• [STATED PROBLEM]: Rewrite the items below, changing "one pin per instance" to "one point for each instance" wherever it occurs. Leave everything else unchanged.

(Pointing dataset records)
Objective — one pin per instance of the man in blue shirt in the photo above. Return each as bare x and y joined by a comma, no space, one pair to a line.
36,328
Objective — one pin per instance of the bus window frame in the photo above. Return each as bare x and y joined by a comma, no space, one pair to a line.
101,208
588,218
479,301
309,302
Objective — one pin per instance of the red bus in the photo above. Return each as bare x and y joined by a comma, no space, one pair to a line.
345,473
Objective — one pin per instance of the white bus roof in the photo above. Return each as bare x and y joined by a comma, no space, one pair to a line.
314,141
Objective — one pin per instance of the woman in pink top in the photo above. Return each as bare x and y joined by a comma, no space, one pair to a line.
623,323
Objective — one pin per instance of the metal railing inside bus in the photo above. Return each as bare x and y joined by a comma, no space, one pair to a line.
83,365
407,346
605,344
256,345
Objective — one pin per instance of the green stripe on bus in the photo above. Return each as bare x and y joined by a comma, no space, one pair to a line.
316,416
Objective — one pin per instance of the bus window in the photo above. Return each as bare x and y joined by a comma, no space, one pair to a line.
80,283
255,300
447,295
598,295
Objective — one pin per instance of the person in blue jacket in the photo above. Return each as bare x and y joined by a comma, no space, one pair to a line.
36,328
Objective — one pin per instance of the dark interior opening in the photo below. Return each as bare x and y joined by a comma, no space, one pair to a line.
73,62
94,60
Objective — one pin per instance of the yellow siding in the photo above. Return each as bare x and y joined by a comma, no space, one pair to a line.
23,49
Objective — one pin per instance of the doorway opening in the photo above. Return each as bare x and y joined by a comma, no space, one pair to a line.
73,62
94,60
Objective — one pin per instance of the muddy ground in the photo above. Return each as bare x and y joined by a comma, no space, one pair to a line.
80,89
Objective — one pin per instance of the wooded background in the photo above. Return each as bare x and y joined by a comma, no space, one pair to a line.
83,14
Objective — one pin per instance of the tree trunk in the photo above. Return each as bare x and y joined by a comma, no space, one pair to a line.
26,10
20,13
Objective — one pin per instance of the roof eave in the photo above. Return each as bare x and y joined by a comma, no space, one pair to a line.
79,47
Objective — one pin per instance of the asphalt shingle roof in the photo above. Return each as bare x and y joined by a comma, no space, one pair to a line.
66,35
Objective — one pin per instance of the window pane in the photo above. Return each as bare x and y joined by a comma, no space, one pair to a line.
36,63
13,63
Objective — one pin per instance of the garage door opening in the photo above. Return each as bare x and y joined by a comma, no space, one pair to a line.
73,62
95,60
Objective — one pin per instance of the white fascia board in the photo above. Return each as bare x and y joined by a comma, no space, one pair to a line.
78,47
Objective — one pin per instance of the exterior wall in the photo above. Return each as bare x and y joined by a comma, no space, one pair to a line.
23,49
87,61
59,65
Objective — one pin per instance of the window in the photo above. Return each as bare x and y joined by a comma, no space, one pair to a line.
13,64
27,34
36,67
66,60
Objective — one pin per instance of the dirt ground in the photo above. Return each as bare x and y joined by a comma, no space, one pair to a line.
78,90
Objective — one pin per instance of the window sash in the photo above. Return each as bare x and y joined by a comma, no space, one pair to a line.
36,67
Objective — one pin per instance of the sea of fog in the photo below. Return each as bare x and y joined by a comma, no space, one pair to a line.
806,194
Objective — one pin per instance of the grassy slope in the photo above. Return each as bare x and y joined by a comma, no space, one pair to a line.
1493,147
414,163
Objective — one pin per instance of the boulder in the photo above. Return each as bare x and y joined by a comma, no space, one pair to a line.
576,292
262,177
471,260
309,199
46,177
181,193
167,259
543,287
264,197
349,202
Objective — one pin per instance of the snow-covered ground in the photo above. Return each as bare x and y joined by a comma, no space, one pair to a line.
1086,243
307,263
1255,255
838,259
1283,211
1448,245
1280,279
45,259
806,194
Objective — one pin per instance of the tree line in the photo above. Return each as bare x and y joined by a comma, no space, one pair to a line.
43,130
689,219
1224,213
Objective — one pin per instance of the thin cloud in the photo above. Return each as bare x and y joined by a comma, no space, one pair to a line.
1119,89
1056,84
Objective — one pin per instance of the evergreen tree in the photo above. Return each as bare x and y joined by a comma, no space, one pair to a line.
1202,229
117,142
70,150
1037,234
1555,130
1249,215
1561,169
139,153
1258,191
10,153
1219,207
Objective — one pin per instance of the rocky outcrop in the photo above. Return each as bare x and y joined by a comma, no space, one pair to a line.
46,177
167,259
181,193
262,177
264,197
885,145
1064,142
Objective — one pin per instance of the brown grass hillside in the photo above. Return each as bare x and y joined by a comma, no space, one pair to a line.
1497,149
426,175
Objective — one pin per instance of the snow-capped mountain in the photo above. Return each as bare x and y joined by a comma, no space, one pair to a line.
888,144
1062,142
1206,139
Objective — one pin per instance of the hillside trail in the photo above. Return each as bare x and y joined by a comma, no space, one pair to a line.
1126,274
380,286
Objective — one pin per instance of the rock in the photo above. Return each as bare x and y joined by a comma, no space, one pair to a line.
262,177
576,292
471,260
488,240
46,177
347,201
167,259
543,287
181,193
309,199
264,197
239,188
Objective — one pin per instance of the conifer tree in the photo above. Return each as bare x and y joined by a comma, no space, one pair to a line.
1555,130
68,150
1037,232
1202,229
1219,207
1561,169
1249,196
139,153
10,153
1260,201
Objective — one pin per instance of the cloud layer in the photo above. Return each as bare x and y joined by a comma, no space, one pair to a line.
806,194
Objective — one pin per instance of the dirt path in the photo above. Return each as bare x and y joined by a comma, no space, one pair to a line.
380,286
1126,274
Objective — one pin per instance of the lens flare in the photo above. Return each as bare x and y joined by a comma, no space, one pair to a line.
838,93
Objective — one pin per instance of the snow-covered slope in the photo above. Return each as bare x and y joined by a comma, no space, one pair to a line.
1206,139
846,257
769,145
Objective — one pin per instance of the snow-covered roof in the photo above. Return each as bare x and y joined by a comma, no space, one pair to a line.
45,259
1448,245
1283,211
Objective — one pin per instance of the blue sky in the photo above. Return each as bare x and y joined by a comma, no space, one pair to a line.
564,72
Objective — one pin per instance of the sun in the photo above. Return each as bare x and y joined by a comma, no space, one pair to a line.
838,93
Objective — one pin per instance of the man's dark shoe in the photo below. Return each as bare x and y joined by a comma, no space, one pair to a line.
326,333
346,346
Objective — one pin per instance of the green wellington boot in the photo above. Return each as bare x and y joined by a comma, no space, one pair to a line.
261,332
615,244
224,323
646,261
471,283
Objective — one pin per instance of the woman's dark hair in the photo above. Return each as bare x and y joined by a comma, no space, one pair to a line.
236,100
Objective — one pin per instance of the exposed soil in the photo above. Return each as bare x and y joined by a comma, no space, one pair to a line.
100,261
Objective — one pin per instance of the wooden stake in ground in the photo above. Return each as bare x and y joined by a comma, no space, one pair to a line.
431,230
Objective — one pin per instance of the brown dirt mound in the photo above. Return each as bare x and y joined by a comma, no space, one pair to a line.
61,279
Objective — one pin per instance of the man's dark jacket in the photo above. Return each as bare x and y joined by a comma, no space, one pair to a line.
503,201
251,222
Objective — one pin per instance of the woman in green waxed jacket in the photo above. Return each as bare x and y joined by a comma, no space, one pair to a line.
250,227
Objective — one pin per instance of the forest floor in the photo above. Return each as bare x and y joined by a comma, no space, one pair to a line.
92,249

• [WRITTEN RESPONSE]:
Objective — one point for each instance of the man in blue shirt in the photo above. Return each as bare x and y joined by a comma, no space, one pair to a line.
36,328
Objective — one point for each instance of the bus window frame in the photo above. Return each as bare x and y joined by a comma, no space, one pair to a line.
101,208
588,218
479,301
309,302
Objective — one point for each instance of the red bus in the photo above. Return each as bare x and y joined by a comma, no space, one pair to a line.
345,473
Objective — one point for each instance of the white bus roof in the photo above. Return each as bare x and y joined by a comma, no space, one pair to a line.
314,141
Objective — one point for each instance of the woman in pink top in the photo above. Return each as bare x and y joined by a comma, no space, one pair to a line.
623,323
Objective — one point for each instance of the metal railing inside bus in the photo above. Return each as bare x and y joined by a comma, no space, one pair to a line.
83,365
407,346
605,344
256,345
Objective — one point for each instance of the green stripe on bus in the photo above. Return each as bare x and y joined by a comma, no space, one pair to a line.
316,416
Objective — one point for each instance of the bus window in the photo above. Return each as bare x and y joined by a comma, no space, one pair to a line.
80,283
255,300
447,295
598,295
Objective — one point for each instance of the person in blue jacket in the photo above. Return each as bare x and y joined by a comma, no space, one pair to a line.
36,328
Objective — one point for each instance of the dark interior opening in the photo below. Return each as bare x and y joined by a comma, no space, one pair to a line.
73,62
94,60
Objective — one point for each instance of the yellow siding in the photo above. Return each as bare x and y joined by a comma, no space, one pair to a line.
23,49
Objective — one point for each instance of the doorway opening in the photo above. Return each as bare x and y joined by a comma, no space, one pair to a line.
73,62
94,60
Objective — one point for each instance of the muddy ground in the photo above. Return each as bare x and y joined by a comma, no space, one pair to a line.
80,89
Objective — one point for each instance of the wooded background in the photo above. Return each as bare x and y joined by a comma, no space, one pair to a line.
83,14
Objective — one point for each instance of the tree trunk in the photo above. Return each as bare x and y joined by a comma, no space, one pair to a line.
26,10
20,13
Objective — one point for each instance of the roof eave in the photo above. Return each as bare x and y joined by a comma, no space, one pair to a line.
79,47
Objective — one point for each instance of the asphalt shingle roof in the photo above. Return each as bare x and y joined by a comma, no space, one pair to a line.
66,35
Objective — one point for each instance of the window pane in the photo above. Return each as bare x and y joined by a comma, no space, one pair to a line.
36,63
13,63
Objective — one point for each instance of the garage door opening in the photo above. Return each as bare x and y joined by a comma, no space, one pair to a line.
73,62
95,60
Objective — one point for each instance of the white fascia board in the photo above. Return each as bare x and y joined by a comma, no space, one pair to a line.
78,47
Objective — one point for each instance of the exterior wall in the photo above. Return each as bare x and y joined by a comma, no space, one pair to a line.
23,49
87,61
59,65
Objective — one point for each instance of the window in the photo above. Return each as bare x and y joined by a comma, no space, one pair to a line.
13,64
27,34
36,67
66,60
Objective — one point for each instance of the dirt ground in the photo above. Return each as bare x and y joined by a comma, no space, one pair to a line.
78,90
Objective — one point for each instance of the window sash in the photo above. Return each as bare x and y joined by a comma, no space, one pair to a line.
36,67
Objective — one point for each instance of the sea of fog in the photo below. Return each as bare x and y joined by a comma, no space, one pair to a line.
806,194
Objective — one point for each instance of the grassy slope in the photo above. Return each as bare x and y joined by a comma, no space, one pair to a line.
1493,147
414,163
Objective — one point for each instance of the boulder in the photo above. Return each as bare x and y joined by a comma, no space, one pair to a line.
576,292
262,177
471,260
309,199
46,177
181,193
167,259
543,287
264,197
349,202
Objective — one point for each instance of the snow-covered ground in the photo above. Return each as bare x and y joined by a comma, no space, one pair to a line.
1086,243
307,263
1255,255
838,259
1283,211
1448,245
1280,279
45,259
806,194
Objective — one point for each instance of the tree line in the photo above. Return each as bare x and y joined by a comma, no space, one pair to a line.
43,130
689,219
1224,213
Objective — one point for each instance of the thin cloud in the photo above. Return each as bare x and y joined by a comma, no space, one pair to a line.
1119,89
1056,84
Objective — one point for each instance of the evergreen tree in the photo above. Return each as bare x and y joined by a comma, no space, one pair to a line.
1202,229
117,142
70,150
1037,234
1555,130
1249,215
1561,169
139,153
1258,191
10,153
1219,207
Objective — one point for each instance of the rocky outcrop in the photo above. Return each as bare x and y joined by a comma, no space, one pair to a line.
46,177
167,259
181,193
262,177
264,197
885,145
1064,142
Objective — one point for each instance of the brown grass hillside in the photo above. Return each as bare x and y joined by a comma, no space, one pair to a line.
1497,149
426,175
Objective — one point for each instance of the snow-capped mountain in the photo above. Return each as bare x and y joined by a comma, no space, one pair to a line.
888,144
1062,142
1206,139
Objective — one point for each instance of the hillside trail in the photo above. Return each as bare x and y joined by a comma, no space, one pair to a line.
1126,274
380,286
Objective — one point for each instance of the rock in the photo above. Return each as bare x and y joined by a comma, no space, one pair to a line.
262,177
576,292
471,260
488,240
46,177
347,201
167,259
543,287
181,193
309,199
264,197
239,188
Objective — one point for each instance of the conifer tree in the photo above. Return each as bare x and y joined by a comma, no space, one pair to a line.
1555,130
68,150
1037,232
1202,229
1219,207
1561,169
1249,196
139,153
10,153
1260,201
Objective — one point for each instance of the cloud layer in the photo above. Return each as bare x and y joined by a comma, no space, one pair to a line.
806,194
Objective — one point for each instance of the dirt path in the photo above. Return each as bare x and y joined by a comma, no space, one pair to a line.
380,286
1126,274
Objective — one point for each instance of the lens flare in the photo above. Return each as bare x and y joined by a comma, no space, one pair to a line.
838,93
Objective — one point for each instance of the snow-covered slope in the photo above. Return each as bare x and y joined by a comma, no space, one pair to a line.
1206,139
846,257
769,145
Objective — one point for each instance of the snow-covered roof in the photo above. Return each as bare x and y joined by a comma, no space, one pair to a line.
45,259
1448,245
1283,211
Objective — one point for each instance of the blue sky in the photo above. Return each as bare x and y joined by a comma, no space, one pair to a line.
564,72
Objective — one point for each instance of the sun in the photo above. Return each as bare x and y joined by a comma, no space, one pair to a line.
838,93
Objective — one point for each instance of the man's dark shoe in the photo below. Return each as bare x and y joined by a comma, no space, one pair to a line.
326,333
346,346
Objective — one point for each instance of the green wellington boot in the photo above. Return each as bare x and y joined by a comma, no space, one pair to a line.
261,332
615,244
224,323
646,261
471,283
Objective — one point for each instance of the woman's dark hair in the photo above. Return each as bare x and y joined by a comma, no space, one pair to a line.
236,100
Objective — one point for each instance of the exposed soil in the photo above. Return each as bare x and y joined by a comma, no space, one pair to a line.
100,261
Objective — one point for each instance of the wooden stake in ground in the photo above. Return each as bare x and y joined by a comma, no space, one pair to a line.
431,230
Objective — one point for each instance of the brown dirt mound in the photo above. Return each as bare x and y joined by a comma, no space, one pair to a line.
61,279
Objective — one point for each instance of the man's dark jacket in the photo above. Return each as bare x and y joined by a comma, no space, one pair to a line.
503,201
251,222
Objective — one point for each instance of the woman in green waxed jacket in the photo above. Return each as bare x and y joined by a comma, no space, one pair to a line.
250,227
Objective — one point for each instance of the forest floor in the photo above. Return each as bare x and y joined by a comma, no space, one pair to a line.
92,249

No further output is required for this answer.